▶ [DESCRIÇÃO DA TAREFA]
Redimensione as coordenadas das caixas delimitadoras nas respostas dos registros, da linha que contém "Could you please locate the white window" até a linha que contém "[9,324,640,426]", inclusive, multiplicando cada uma por 2,1 e arredondando para inteiros, com metades para cima. Reproduza apenas essas linhas, incluindo os pedidos sem alteração.

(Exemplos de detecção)
*****
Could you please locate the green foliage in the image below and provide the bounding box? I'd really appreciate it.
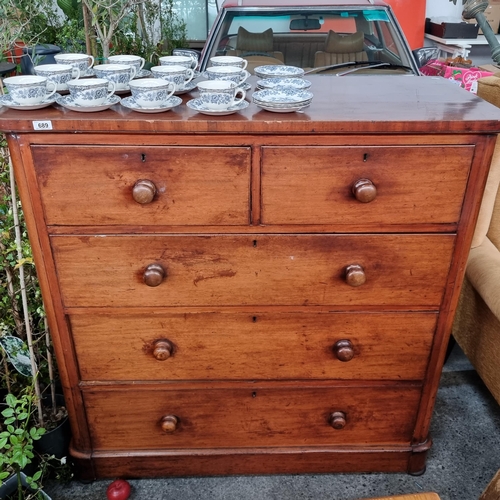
[0,135,49,394]
[0,387,45,498]
[112,0,187,66]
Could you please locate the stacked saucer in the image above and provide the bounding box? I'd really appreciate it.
[253,64,304,78]
[252,87,313,113]
[257,77,311,90]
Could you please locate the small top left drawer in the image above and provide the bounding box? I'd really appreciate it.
[32,146,251,226]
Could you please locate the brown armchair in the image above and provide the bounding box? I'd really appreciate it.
[452,76,500,404]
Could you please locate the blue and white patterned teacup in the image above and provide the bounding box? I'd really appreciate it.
[34,64,80,92]
[151,64,194,90]
[203,66,250,85]
[108,54,146,75]
[160,55,198,69]
[3,75,56,106]
[210,56,248,69]
[94,64,136,90]
[198,80,246,110]
[68,78,115,106]
[130,78,175,108]
[54,54,94,76]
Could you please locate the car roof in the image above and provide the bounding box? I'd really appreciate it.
[222,0,387,8]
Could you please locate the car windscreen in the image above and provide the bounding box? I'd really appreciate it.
[209,7,410,68]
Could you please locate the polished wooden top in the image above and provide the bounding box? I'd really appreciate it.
[0,75,500,134]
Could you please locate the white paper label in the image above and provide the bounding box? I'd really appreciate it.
[33,120,52,130]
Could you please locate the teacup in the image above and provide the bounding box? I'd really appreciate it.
[151,65,194,90]
[204,66,250,85]
[198,80,246,110]
[34,64,80,92]
[94,64,136,90]
[108,54,146,75]
[3,75,57,106]
[68,78,115,107]
[210,56,248,69]
[54,54,94,76]
[160,56,198,69]
[130,78,175,108]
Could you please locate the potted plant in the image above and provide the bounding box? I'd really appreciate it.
[0,387,49,500]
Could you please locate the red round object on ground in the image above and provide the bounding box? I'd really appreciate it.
[106,479,131,500]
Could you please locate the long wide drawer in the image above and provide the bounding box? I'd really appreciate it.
[84,383,420,450]
[51,234,455,309]
[262,145,474,225]
[32,146,251,225]
[70,310,436,381]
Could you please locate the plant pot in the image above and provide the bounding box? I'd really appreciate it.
[0,472,51,500]
[34,394,71,459]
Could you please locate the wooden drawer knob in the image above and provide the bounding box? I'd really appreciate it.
[143,264,165,286]
[132,179,156,205]
[352,179,377,203]
[160,415,179,434]
[153,340,173,361]
[345,264,366,286]
[333,340,354,361]
[329,411,347,429]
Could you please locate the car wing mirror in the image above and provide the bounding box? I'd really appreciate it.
[412,47,439,68]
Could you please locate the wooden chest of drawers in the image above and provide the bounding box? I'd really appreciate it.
[0,77,500,477]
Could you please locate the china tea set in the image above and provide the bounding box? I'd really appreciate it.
[0,54,312,115]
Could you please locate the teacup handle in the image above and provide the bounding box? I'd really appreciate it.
[106,80,116,99]
[45,80,57,99]
[239,70,250,85]
[166,82,177,100]
[231,89,247,106]
[184,69,192,85]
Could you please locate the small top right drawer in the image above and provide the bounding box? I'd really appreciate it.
[261,145,474,225]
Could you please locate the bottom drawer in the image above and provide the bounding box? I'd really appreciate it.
[84,382,420,450]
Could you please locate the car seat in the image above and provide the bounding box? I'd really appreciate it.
[226,26,285,74]
[314,30,368,68]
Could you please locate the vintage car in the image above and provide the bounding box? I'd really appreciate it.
[193,0,435,76]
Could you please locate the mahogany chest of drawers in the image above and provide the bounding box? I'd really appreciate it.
[0,77,500,477]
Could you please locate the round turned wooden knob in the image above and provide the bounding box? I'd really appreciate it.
[132,179,156,205]
[153,340,173,361]
[352,179,377,203]
[333,340,354,361]
[160,415,179,433]
[143,264,165,286]
[329,411,347,429]
[345,264,366,286]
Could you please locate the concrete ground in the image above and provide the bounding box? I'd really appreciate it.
[45,347,500,500]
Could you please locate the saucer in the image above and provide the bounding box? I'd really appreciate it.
[237,82,252,92]
[132,69,151,80]
[115,85,130,95]
[56,95,121,113]
[186,99,250,116]
[120,96,182,113]
[0,92,61,111]
[174,80,196,95]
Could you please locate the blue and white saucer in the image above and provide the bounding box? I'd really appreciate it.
[186,99,250,116]
[133,69,151,80]
[0,92,61,111]
[238,82,252,92]
[56,95,121,113]
[174,80,196,95]
[253,64,304,78]
[120,95,182,113]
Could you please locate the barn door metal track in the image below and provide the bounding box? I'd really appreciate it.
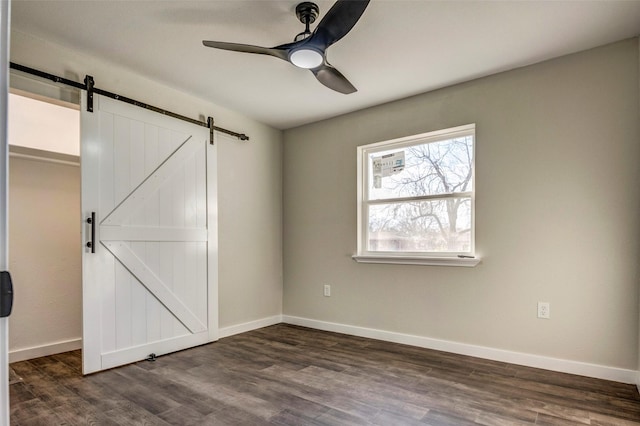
[9,62,249,145]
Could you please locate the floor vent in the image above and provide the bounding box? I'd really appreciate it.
[9,367,23,385]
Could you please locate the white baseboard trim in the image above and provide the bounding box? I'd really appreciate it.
[282,315,640,389]
[218,315,282,339]
[9,338,82,363]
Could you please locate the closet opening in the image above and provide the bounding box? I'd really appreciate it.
[8,90,82,363]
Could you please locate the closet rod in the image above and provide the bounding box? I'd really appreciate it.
[9,62,249,144]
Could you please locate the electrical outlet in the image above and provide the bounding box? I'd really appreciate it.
[538,302,551,319]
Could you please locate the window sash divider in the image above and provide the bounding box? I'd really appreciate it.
[365,192,473,205]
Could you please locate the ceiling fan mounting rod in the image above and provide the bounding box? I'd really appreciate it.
[296,1,320,32]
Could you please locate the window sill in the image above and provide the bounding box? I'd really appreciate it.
[351,254,481,268]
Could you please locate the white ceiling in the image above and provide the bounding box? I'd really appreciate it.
[11,0,640,129]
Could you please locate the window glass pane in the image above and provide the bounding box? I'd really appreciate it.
[367,197,471,253]
[367,135,473,200]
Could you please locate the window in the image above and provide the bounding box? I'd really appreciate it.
[354,124,479,266]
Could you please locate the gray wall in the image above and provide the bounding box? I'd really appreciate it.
[283,39,640,370]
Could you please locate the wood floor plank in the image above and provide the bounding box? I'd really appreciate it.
[10,324,640,426]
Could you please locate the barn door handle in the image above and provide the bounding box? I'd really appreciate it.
[87,212,96,253]
[0,271,13,318]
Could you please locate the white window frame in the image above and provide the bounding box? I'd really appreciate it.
[352,124,480,267]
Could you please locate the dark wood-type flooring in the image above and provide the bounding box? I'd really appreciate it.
[9,324,640,426]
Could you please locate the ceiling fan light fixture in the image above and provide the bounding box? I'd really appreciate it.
[289,48,324,69]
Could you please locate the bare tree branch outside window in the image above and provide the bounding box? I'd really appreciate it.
[368,135,474,253]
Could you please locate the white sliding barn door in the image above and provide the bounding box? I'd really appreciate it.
*****
▶ [RESPOSTA DA TAREFA]
Could you please locate the white window frame in the image above and provide the bounding box? I'd really appreciate it.
[739,260,1008,561]
Could you please locate the dark wood-type flooring in the image above and provide the bounding box? I'd really appreciate it.
[19,680,1344,895]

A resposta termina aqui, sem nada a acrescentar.